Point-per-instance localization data
-- Opening Marker --

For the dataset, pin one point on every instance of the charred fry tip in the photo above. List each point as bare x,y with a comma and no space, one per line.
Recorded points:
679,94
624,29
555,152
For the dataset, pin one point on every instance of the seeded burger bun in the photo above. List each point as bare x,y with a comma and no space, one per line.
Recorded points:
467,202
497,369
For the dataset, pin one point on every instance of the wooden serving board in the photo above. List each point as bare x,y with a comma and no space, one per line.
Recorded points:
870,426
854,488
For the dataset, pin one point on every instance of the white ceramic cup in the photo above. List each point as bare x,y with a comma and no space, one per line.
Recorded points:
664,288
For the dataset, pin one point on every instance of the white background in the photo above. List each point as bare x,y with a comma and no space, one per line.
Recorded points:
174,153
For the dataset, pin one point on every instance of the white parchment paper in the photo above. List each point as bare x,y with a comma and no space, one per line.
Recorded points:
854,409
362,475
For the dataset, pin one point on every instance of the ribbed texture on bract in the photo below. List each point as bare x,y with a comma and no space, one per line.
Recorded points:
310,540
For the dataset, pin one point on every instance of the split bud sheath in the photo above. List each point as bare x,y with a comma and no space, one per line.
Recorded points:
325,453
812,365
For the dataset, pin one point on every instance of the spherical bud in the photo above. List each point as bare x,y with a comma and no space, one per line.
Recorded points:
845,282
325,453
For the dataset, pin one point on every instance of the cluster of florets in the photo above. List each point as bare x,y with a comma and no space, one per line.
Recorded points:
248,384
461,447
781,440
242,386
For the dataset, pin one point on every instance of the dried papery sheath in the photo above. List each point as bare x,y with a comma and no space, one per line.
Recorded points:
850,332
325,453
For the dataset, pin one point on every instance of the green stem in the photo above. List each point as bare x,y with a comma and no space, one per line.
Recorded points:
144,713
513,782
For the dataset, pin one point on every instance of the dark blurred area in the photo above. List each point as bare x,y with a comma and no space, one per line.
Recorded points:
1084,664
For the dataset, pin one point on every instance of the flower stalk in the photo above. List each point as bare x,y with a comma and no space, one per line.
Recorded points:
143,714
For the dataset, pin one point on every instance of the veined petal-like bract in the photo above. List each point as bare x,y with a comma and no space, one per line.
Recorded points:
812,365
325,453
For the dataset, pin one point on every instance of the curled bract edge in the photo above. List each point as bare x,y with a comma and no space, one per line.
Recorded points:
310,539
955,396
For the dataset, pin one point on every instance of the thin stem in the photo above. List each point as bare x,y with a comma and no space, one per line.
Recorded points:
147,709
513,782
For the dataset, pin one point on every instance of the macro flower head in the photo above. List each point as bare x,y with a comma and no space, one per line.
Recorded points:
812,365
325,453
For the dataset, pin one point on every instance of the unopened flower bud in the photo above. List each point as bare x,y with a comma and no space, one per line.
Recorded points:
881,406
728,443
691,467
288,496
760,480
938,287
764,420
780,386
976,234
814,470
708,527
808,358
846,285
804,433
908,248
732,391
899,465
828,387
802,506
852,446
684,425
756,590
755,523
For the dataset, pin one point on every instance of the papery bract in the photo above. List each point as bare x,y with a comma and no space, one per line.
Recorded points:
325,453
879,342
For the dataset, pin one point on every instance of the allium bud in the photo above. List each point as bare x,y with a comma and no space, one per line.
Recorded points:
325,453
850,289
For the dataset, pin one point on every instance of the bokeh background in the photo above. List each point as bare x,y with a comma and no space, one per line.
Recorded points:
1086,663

-- Closing Marker --

Aim of the exercise:
Once you find the line containing "of the papery", copy it and every line after it through the end of the records, exactly and nothing else.

Written response:
For the dataset, pin one point on every instance of the papery bract in the photo above. List each point as bare x,y with a comma and no space, one per line.
Recorded points:
325,453
879,342
For the dataset, pin one point on every instance of the allium bud in the photo above. List each point as bare x,y with a comma and no space, one per line.
Recorded points:
325,453
850,289
For the dataset, pin one point on every instance of the bokeh background in the photo above. List each point as bare x,y with a comma and no space, one per line.
Recorded points:
1086,663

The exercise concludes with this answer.